**EXTRACT**
============================================================
# How do you fix a simple speaker inside a headphone????



## The Big Issue (Apr 2, 2006)

I don't know head or tails about sound devices so one day the right speaker of my headphone stops working. I open it up and see that there are three wires or maybe two not sure. One is blue and is securely attached to the back of the magnet thing. There are a few strands of the red wire whihc aren't connected and a few yellow ones sticking out og the magnet thing. These wires are very small. Which wire goes where? and Could I solder them back on, but they are very small so maybe I need a microscopic solder or something.


----------



## The Big Issue (Apr 2, 2006)

*and also...*

Feel free to email me is you want as I'll check that more coz who knows when I'll get a reply to this post and I can't check here everyday.
Thanks for any help.


----------



## koala (Mar 27, 2005)

Go to Thread Tools at the top of this page and click 'Subscribe to this thread'. Then go to UserCP (top left), Edit Options and enable 'Instant email notification' to receive an email when any replies are posted.


----------



## jnob (Nov 22, 2005)

It sounds like the yellow wire coming from the magnet should be attached to the loose red wire. To test this you can just touch the wires together and see if you get sound, you don't have to worry about electricity or damaging anything. Some headphone wires have fiber instead of copper wiring, in this case I don't know how to reattach a broken wire. Good luck.


----------



## The Big Issue (Apr 2, 2006)

gee thanks 'koala' and jnob


----------



## Terrister (Apr 18, 2005)

Beyond a loose wire or cable problem, most headphones are not made to be repaired.


----------
============================================================
**RAW RECORDS**

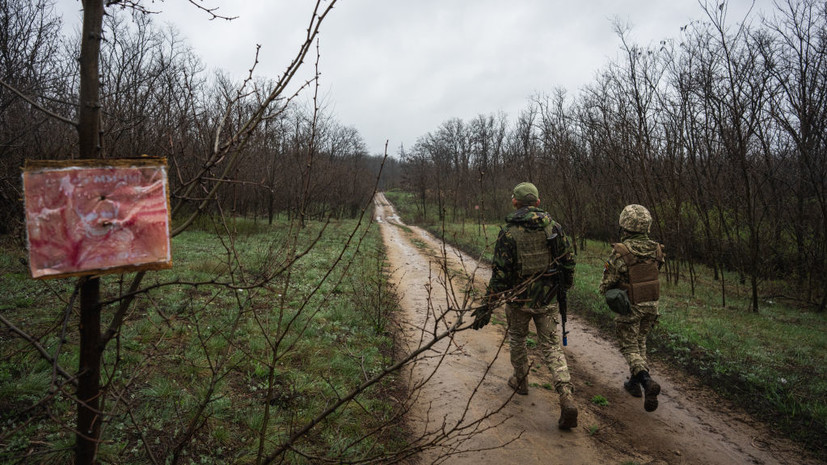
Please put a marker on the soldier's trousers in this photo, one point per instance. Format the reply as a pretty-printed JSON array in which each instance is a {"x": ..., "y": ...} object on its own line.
[
  {"x": 545, "y": 323},
  {"x": 632, "y": 331}
]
============================================================
**WHAT TO WORK ON**
A. Answer these questions about the headphone thread:
(i) What color is the wire securely attached to the back of the magnet?
(ii) According to jnob, which wire should be attached to the loose red wire?
(iii) According to Terrister, what are most headphones not made for?
B. Summarize the headphone thread in two sentences.
C. Return the part of the headphone thread that opens with the words "## koala (Mar" and closes with "(Nov 22, 2005)", copied without any change.
The rows are separate material from the headphone thread and are not connected to it.

**EXERCISE SOLUTIONS**
A.
(i) Blue.
(ii) The yellow wire coming from the magnet.
(iii) Being repaired, beyond a loose wire or cable problem.

B. A user whose right headphone speaker stopped working describes finding very small blue, red and yellow wires inside and asks which wire goes where and whether they could be soldered back on. Replies suggest subscribing to the thread for email notification and attaching the yellow wire from the magnet to the loose red wire, testing the connection by touching the wires together, and they add that most headphones are not made to be repaired beyond a loose wire or cable problem.

C.
## koala (Mar 27, 2005)

Go to Thread Tools at the top of this page and click 'Subscribe to this thread'. Then go to UserCP (top left), Edit Options and enable 'Instant email notification' to receive an email when any replies are posted.


----------



## jnob (Nov 22, 2005)